Although the Fund's gain is limited to the price at which it sold the security
short, its potential loss is theoretically unlimited. The short sale of a
security is considered a speculative investment technique.
 
  The market value of the security sold short of any one issuer will not exceed
either 5% of the Fund's total assets or 5% of such issuer's voting securities.
The Fund will not make a short sale, if, after giving effect to such sale, the
market value of all securities sold short exceeds 25% of the value of its assets
or the Fund's aggregate short sales of a particular class of securities exceeds
25% of the outstanding securities of that class. The Fund may also make short
sales "against the box" without respect to such limitations. In this type of
short sale, at the time of the sale, the Fund owns or has the immediate and
unconditional right to acquire at no additional cost the identical security.
 
  LOANS OF PORTFOLIO SECURITIES.  Consistent with applicable regulatory
requirements, the Fund may lend its portfolio securities to selected commercial
banks or broker-dealers up to a maximum of 50% of the assets of the Fund. The
Fund is the beneficial owner of the loaned securities in that any gain or loss
in the market price during the loan inures to the Fund and its shareholders.
 
  USE OF LEVERAGE. The Fund is authorized to borrow money from banks for
investment purposes in an amount up to 33 1/3% of its total assets (including
the amount of the borrowing). The Fund is also authorized to borrow an
additional 5% of its total assets from any person without regard to the
foregoing limitation for temporary purposes such as clearance of portfolio
transactions, the payment of dividends and share repurchases. The use of
leverage will provide the opportunity for increased net income, but also should
be considered a speculative technique and may increase the Fund's investment
risk.

◆ Data extract
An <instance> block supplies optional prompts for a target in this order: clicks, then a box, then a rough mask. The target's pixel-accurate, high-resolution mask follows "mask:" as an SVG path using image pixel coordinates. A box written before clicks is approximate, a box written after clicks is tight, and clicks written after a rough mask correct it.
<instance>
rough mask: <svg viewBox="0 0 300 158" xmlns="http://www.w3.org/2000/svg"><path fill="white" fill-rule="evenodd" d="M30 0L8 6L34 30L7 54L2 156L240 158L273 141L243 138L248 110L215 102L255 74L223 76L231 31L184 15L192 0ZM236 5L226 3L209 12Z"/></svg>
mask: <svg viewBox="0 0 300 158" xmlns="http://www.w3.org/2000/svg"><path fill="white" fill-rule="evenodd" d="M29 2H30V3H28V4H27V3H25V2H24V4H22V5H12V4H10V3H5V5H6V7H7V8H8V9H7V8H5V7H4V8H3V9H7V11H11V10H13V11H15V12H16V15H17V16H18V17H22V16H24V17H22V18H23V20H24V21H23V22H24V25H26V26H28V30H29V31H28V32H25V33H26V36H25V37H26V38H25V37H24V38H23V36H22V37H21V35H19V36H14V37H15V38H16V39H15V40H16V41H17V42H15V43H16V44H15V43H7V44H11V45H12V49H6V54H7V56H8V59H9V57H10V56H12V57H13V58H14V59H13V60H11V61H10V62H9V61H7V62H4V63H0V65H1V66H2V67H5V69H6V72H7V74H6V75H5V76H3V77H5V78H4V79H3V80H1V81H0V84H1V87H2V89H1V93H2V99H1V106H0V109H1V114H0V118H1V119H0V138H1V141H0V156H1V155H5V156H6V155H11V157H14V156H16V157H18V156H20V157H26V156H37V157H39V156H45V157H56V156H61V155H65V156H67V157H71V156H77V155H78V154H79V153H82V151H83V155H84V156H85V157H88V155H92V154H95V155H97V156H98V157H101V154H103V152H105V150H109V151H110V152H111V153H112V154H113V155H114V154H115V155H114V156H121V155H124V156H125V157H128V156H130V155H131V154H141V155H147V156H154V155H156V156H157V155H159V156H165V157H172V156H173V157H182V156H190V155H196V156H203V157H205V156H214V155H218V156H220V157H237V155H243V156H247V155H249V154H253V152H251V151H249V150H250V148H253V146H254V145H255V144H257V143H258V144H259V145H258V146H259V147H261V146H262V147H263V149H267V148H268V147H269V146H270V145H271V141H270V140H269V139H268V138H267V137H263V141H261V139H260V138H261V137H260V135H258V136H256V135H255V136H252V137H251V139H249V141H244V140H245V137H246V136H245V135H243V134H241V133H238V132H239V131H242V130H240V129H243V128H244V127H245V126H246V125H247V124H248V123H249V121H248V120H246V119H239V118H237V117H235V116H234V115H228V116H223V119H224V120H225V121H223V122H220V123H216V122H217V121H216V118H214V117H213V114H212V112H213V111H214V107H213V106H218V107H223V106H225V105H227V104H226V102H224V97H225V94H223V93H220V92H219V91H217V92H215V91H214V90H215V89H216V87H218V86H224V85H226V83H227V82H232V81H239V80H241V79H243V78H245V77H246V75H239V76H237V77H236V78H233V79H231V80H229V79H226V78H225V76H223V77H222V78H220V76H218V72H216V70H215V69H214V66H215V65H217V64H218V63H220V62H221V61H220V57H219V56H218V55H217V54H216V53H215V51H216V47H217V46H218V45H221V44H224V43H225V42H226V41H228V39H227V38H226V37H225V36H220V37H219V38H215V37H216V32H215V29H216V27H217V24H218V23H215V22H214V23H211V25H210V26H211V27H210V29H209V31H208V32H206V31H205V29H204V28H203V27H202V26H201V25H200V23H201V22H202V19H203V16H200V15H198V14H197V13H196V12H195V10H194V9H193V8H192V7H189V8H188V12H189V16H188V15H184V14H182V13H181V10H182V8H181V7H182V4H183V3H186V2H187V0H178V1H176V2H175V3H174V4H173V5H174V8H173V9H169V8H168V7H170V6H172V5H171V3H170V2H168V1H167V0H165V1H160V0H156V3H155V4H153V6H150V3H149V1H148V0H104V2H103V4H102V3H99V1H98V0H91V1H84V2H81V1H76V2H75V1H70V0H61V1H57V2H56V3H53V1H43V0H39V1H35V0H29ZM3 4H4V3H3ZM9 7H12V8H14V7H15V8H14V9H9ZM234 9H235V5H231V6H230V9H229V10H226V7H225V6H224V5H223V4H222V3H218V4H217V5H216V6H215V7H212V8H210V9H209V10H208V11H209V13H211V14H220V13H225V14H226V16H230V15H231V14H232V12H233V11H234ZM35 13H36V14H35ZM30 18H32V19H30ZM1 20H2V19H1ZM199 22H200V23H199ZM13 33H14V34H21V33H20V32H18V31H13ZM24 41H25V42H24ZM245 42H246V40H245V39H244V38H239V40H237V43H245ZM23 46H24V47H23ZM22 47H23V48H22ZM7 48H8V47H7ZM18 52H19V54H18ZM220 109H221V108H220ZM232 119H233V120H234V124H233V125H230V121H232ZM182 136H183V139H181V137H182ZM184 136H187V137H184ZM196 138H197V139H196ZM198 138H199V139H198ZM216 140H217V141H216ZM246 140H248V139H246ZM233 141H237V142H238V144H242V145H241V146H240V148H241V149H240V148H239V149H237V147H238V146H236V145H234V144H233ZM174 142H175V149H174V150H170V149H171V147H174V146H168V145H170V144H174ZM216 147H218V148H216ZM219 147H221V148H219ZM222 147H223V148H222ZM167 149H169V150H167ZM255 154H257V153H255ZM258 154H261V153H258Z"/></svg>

◆ Work request
Extend the passage on the Fund's short sales, securities lending, and use of leverage, starting after its final sentence.

◆ Response to this exercise
 
  Borrowing will exaggerate changes in the net asset value of the shares and in
the yield on the Fund's portfolio, which may, in turn, result in increased
volatility of the market price of the shares. Borrowing will create interest
expenses for the Fund which can exceed the income from the assets obtained with
the proceeds. To the extent the income derived from securities purchased with
funds obtained through borrowing exceeds the interest and other expenses that
the Fund will have to pay in connection with such borrowing, the Fund's net
income will be greater than if the Fund did not borrow. Conversely, if the
income from the assets obtained through borrowing is not sufficient to cover the
cost of borrowing, the net income of the Fund will be less than if the Fund did
not borrow, and therefore the amount available for distribution to shareholders
will be reduced. See "Investment Objectives and Policies -- Special Risk Factors
- -- Leverage."
 
  BANK BORROWING. The Fund may borrow money from banks on a secured or unsecured
basis, and may be required to pledge specific portfolio securities as
collateral. The Fund may incur various fees and expenses in connection with bank
borrowings, including initial facility fees, ongoing commitment fees and
interest
 
                                       24
<PAGE>   25
 
expenses. Loan agreements may include various covenants, including restrictions
on certain investment practices in which the Fund might otherwise be permitted
to engage. Bank borrowings constitute senior securities under the 1940 Act, and
the Fund is required to maintain an asset coverage of at least 300% of the
amount of any bank borrowing.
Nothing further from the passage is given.